▶ [Task prompt]
Tally how many lines of the listing below contain the string "long". Reply with that number only.

▶ [Data section]
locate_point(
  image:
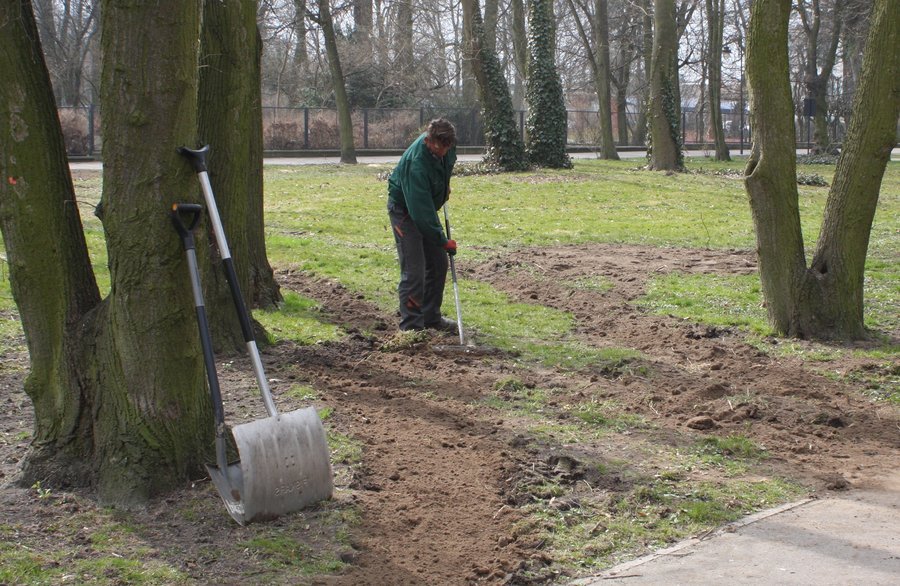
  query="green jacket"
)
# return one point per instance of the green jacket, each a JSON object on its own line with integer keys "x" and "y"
{"x": 420, "y": 183}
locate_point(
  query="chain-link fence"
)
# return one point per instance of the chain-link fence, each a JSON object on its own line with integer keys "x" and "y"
{"x": 287, "y": 130}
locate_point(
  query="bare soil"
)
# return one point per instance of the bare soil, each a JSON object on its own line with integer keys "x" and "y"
{"x": 438, "y": 489}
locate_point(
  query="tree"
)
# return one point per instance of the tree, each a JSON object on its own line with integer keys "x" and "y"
{"x": 342, "y": 103}
{"x": 504, "y": 144}
{"x": 546, "y": 126}
{"x": 663, "y": 110}
{"x": 715, "y": 17}
{"x": 821, "y": 47}
{"x": 824, "y": 300}
{"x": 230, "y": 120}
{"x": 519, "y": 48}
{"x": 596, "y": 47}
{"x": 116, "y": 384}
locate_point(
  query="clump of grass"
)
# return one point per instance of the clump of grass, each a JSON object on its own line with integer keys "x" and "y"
{"x": 404, "y": 340}
{"x": 297, "y": 319}
{"x": 733, "y": 300}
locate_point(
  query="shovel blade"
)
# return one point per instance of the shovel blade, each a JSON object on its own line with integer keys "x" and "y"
{"x": 284, "y": 465}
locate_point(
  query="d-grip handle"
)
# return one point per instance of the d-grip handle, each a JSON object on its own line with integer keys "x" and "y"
{"x": 197, "y": 157}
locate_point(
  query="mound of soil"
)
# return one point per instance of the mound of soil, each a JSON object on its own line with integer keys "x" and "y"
{"x": 438, "y": 488}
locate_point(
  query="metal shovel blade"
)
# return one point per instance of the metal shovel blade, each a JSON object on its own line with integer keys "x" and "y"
{"x": 284, "y": 466}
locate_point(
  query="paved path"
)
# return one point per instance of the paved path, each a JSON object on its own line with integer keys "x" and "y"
{"x": 294, "y": 161}
{"x": 846, "y": 538}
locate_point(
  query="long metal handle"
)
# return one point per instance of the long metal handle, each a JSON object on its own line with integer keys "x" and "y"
{"x": 462, "y": 338}
{"x": 231, "y": 277}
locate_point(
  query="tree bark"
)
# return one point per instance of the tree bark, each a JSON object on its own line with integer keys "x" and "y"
{"x": 597, "y": 50}
{"x": 771, "y": 174}
{"x": 117, "y": 385}
{"x": 665, "y": 125}
{"x": 816, "y": 81}
{"x": 504, "y": 143}
{"x": 833, "y": 289}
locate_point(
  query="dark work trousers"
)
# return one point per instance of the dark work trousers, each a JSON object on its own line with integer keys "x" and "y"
{"x": 423, "y": 273}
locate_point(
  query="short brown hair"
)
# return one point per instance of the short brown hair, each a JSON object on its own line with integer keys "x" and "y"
{"x": 442, "y": 131}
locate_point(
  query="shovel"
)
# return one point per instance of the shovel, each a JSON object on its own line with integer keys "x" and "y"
{"x": 284, "y": 459}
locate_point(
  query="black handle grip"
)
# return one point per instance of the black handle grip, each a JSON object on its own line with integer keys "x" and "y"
{"x": 186, "y": 231}
{"x": 197, "y": 157}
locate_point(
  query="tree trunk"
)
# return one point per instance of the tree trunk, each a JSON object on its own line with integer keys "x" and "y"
{"x": 832, "y": 295}
{"x": 117, "y": 385}
{"x": 342, "y": 103}
{"x": 49, "y": 269}
{"x": 520, "y": 50}
{"x": 815, "y": 81}
{"x": 601, "y": 80}
{"x": 771, "y": 175}
{"x": 663, "y": 110}
{"x": 504, "y": 143}
{"x": 715, "y": 11}
{"x": 230, "y": 121}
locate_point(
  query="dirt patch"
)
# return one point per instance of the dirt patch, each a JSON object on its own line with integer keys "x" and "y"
{"x": 440, "y": 483}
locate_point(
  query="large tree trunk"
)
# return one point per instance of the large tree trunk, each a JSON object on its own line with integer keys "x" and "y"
{"x": 715, "y": 11}
{"x": 149, "y": 370}
{"x": 230, "y": 117}
{"x": 597, "y": 50}
{"x": 832, "y": 295}
{"x": 663, "y": 110}
{"x": 602, "y": 76}
{"x": 771, "y": 175}
{"x": 826, "y": 300}
{"x": 49, "y": 270}
{"x": 504, "y": 143}
{"x": 342, "y": 102}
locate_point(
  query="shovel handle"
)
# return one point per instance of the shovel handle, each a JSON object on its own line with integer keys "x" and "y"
{"x": 196, "y": 157}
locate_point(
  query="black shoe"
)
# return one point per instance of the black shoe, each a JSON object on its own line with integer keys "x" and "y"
{"x": 445, "y": 325}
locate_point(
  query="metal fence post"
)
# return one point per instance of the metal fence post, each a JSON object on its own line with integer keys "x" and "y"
{"x": 306, "y": 128}
{"x": 365, "y": 128}
{"x": 91, "y": 130}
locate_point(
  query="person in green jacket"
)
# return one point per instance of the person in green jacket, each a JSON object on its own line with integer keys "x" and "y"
{"x": 418, "y": 187}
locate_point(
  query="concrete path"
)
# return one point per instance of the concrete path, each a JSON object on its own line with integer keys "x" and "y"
{"x": 846, "y": 538}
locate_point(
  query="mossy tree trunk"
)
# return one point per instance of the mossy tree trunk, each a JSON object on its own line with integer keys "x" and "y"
{"x": 230, "y": 121}
{"x": 663, "y": 110}
{"x": 49, "y": 269}
{"x": 505, "y": 148}
{"x": 117, "y": 385}
{"x": 825, "y": 300}
{"x": 341, "y": 101}
{"x": 547, "y": 124}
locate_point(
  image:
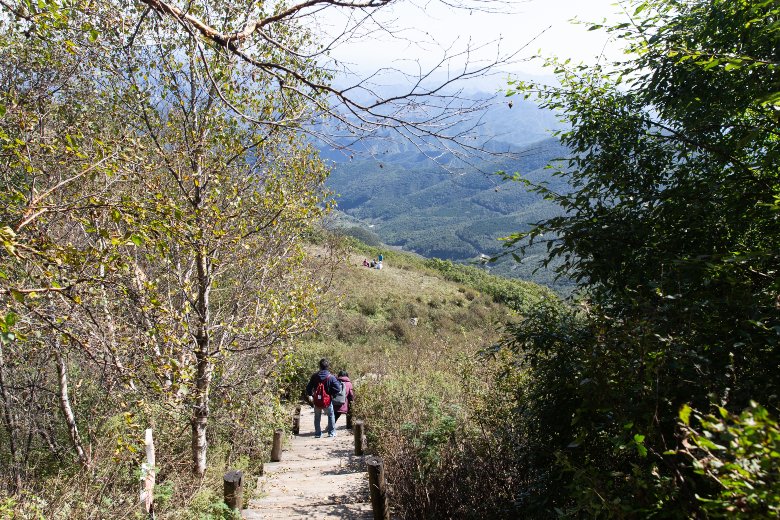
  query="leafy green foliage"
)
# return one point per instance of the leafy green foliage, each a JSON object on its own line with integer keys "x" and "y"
{"x": 741, "y": 454}
{"x": 671, "y": 231}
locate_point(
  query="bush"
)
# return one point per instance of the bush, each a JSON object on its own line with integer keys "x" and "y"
{"x": 740, "y": 454}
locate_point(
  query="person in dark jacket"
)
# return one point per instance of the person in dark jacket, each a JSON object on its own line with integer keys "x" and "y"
{"x": 349, "y": 395}
{"x": 332, "y": 387}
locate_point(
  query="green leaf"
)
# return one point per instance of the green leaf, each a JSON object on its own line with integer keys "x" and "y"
{"x": 685, "y": 414}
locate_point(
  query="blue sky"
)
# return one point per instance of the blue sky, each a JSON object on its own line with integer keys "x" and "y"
{"x": 422, "y": 30}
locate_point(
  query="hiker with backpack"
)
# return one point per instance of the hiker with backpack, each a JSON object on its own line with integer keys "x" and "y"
{"x": 322, "y": 387}
{"x": 343, "y": 400}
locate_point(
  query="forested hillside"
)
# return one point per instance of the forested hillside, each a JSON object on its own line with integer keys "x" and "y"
{"x": 168, "y": 276}
{"x": 414, "y": 203}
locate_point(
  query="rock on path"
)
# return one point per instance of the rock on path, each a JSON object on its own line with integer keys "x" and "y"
{"x": 317, "y": 478}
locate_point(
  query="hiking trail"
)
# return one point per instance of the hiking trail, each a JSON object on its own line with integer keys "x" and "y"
{"x": 316, "y": 478}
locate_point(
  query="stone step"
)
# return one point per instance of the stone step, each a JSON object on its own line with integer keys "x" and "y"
{"x": 307, "y": 511}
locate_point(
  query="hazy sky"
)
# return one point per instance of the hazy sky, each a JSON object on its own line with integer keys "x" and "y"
{"x": 421, "y": 30}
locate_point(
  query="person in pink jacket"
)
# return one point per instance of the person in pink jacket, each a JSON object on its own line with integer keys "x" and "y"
{"x": 343, "y": 400}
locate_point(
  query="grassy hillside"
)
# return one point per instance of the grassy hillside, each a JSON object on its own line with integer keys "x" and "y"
{"x": 412, "y": 336}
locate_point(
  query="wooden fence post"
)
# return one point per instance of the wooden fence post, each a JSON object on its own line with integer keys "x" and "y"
{"x": 378, "y": 488}
{"x": 297, "y": 420}
{"x": 148, "y": 477}
{"x": 276, "y": 450}
{"x": 234, "y": 489}
{"x": 360, "y": 438}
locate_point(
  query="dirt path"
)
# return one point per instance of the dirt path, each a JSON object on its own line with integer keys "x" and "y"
{"x": 317, "y": 478}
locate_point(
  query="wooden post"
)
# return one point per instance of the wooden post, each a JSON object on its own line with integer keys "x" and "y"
{"x": 276, "y": 450}
{"x": 378, "y": 488}
{"x": 297, "y": 420}
{"x": 360, "y": 438}
{"x": 234, "y": 489}
{"x": 148, "y": 477}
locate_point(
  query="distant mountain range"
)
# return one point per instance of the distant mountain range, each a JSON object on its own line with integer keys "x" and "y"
{"x": 405, "y": 199}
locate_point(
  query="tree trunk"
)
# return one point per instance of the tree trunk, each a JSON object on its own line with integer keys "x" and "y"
{"x": 204, "y": 367}
{"x": 67, "y": 410}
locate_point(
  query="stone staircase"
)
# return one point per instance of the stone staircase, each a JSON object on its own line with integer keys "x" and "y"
{"x": 316, "y": 478}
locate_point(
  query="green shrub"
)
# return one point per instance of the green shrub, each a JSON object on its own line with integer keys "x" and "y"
{"x": 740, "y": 454}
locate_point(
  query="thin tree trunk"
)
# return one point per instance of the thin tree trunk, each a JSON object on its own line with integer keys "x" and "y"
{"x": 204, "y": 367}
{"x": 67, "y": 410}
{"x": 9, "y": 423}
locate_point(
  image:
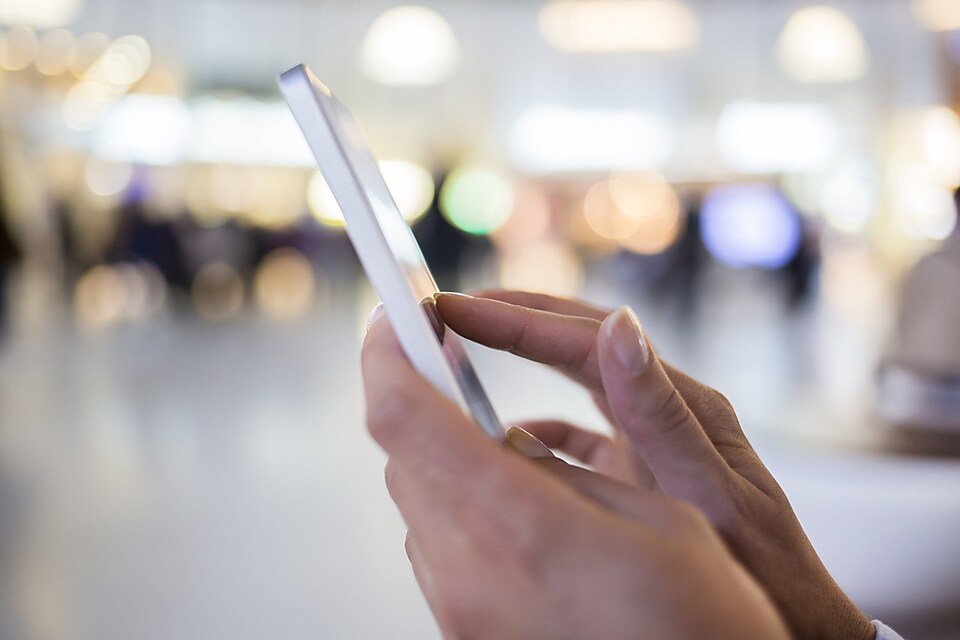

▶ [Response to this exercise]
2